**Your objective:**
Convert all of the data below into a numbered list, one line per item, and skip any blank lines. Leave the pictures out of your answer.

(Image point annotation entries)
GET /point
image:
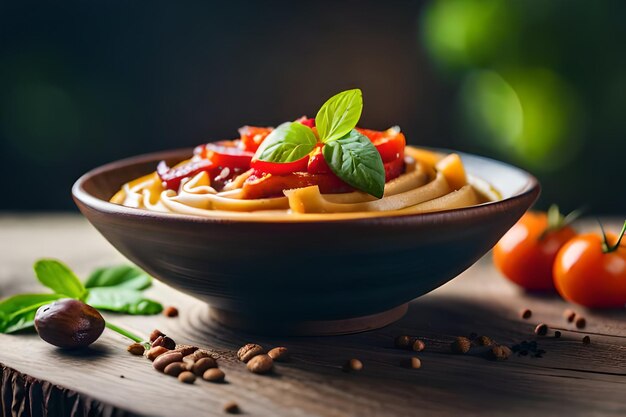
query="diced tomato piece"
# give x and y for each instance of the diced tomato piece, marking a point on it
(389, 143)
(253, 136)
(306, 121)
(277, 168)
(226, 153)
(317, 163)
(394, 169)
(263, 185)
(171, 177)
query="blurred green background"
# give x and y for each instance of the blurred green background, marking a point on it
(538, 83)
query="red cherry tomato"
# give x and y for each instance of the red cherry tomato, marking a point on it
(171, 177)
(253, 136)
(591, 271)
(226, 154)
(389, 143)
(277, 168)
(526, 253)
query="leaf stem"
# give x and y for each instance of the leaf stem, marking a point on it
(123, 332)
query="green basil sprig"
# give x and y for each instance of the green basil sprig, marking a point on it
(349, 154)
(117, 289)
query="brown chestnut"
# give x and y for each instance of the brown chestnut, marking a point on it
(69, 323)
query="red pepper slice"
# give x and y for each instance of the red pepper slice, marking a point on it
(226, 154)
(277, 168)
(253, 136)
(171, 177)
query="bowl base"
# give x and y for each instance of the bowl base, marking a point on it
(252, 324)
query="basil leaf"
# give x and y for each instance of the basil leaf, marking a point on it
(122, 300)
(339, 115)
(287, 143)
(18, 312)
(59, 277)
(121, 276)
(355, 160)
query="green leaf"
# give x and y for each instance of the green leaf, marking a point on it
(59, 277)
(18, 312)
(339, 115)
(122, 301)
(121, 276)
(287, 143)
(355, 160)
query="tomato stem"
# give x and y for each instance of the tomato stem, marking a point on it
(605, 243)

**Result of the task:**
1. GET /point
2. image:
3. query="diced tomato piece"
4. # give x and y for each instance of the diced tomato piece, marking a point on it
5. (389, 143)
6. (253, 136)
7. (306, 121)
8. (277, 168)
9. (226, 153)
10. (317, 163)
11. (394, 169)
12. (263, 185)
13. (171, 177)
14. query="blurred green background"
15. # give x and y for each instance of the blurred green background, marking a point on it
16. (538, 83)
17. query="red cherry tomato"
18. # give x and y for each instance of the red cherry tomato, marking a point on it
19. (171, 177)
20. (253, 136)
21. (591, 271)
22. (226, 154)
23. (389, 143)
24. (277, 168)
25. (526, 253)
26. query="leaf stem"
27. # give x and y for each instance of the leaf stem, marking a point on it
28. (123, 332)
29. query="green basil sprig"
30. # give x and y for each instance of the green basil sprig, marking a point on it
31. (349, 154)
32. (117, 289)
33. query="brown chestnut"
34. # give x and y for each instance of the brown chestnut, marking a point on it
35. (69, 323)
36. query="red pepper slice"
37. # give x and y for each instance of the red pepper slice, marking a point on it
38. (226, 154)
39. (277, 168)
40. (253, 136)
41. (171, 177)
42. query="bowl base"
43. # give x and y for each instance of the bowl base, marking a point on it
44. (252, 324)
45. query="basil leaf"
46. # give x and y for each instance of the basil leaf, marking a point on it
47. (122, 300)
48. (339, 115)
49. (287, 143)
50. (18, 312)
51. (59, 277)
52. (121, 276)
53. (355, 160)
54. query="green leaf"
55. # give x and y for each instance of the green leaf, marking a point on it
56. (59, 277)
57. (18, 312)
58. (339, 115)
59. (122, 301)
60. (121, 276)
61. (287, 143)
62. (355, 160)
63. query="tomato stem"
64. # give x and y for each instance of the tomato stem, marking a point on it
65. (605, 243)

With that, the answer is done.